- _Requirement_
Return every line of the records below verbatim, leaving out the pictures.

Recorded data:
━━━━━━━━━━

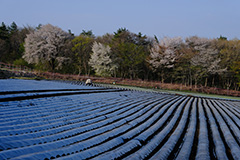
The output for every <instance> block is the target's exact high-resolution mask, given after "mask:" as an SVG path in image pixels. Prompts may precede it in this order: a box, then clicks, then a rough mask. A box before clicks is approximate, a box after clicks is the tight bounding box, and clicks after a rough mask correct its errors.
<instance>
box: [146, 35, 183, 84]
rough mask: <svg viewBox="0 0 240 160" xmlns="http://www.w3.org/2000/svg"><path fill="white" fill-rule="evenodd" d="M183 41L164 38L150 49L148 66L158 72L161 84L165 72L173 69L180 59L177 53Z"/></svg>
mask: <svg viewBox="0 0 240 160" xmlns="http://www.w3.org/2000/svg"><path fill="white" fill-rule="evenodd" d="M182 45H183V41H182V38H181V37H175V38H167V37H165V38H164V39H162V40H161V41H159V42H155V43H154V44H153V46H152V48H151V49H150V59H149V61H148V62H149V64H150V66H151V68H152V70H153V71H155V72H160V75H161V79H162V82H164V79H165V70H166V69H171V68H173V67H174V65H175V63H176V61H177V60H178V58H179V57H180V55H181V53H180V52H179V51H180V49H181V46H182Z"/></svg>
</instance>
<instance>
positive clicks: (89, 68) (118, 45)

━━━━━━━━━━

- _Task response_
The output for every <instance> block is the target's exact high-resolution mask, given after "mask:" as an SVG path in image pixels. Prompts may precede it in this order: a box, then clicks, then a rough mask. A box before clicks is approximate, a box after clicks is the tight bounding box, and clicks after a rough mask correct its errors.
<instance>
box: [146, 35, 183, 84]
rough mask: <svg viewBox="0 0 240 160" xmlns="http://www.w3.org/2000/svg"><path fill="white" fill-rule="evenodd" d="M183 41L164 38L150 49L148 66L158 72L161 84L165 72L173 69L180 59L177 53Z"/></svg>
mask: <svg viewBox="0 0 240 160" xmlns="http://www.w3.org/2000/svg"><path fill="white" fill-rule="evenodd" d="M182 45H183V41H182V38H181V37H175V38H167V37H165V38H164V39H162V40H161V41H159V42H155V43H154V44H153V46H152V48H151V49H150V59H149V61H148V62H149V64H150V66H151V68H152V70H153V71H155V72H160V75H161V79H162V82H164V79H165V70H166V69H171V68H173V67H174V65H175V63H176V61H177V60H178V58H179V57H180V55H181V53H180V52H179V51H180V49H181V46H182Z"/></svg>
</instance>
<instance>
positive clicks: (89, 68) (118, 45)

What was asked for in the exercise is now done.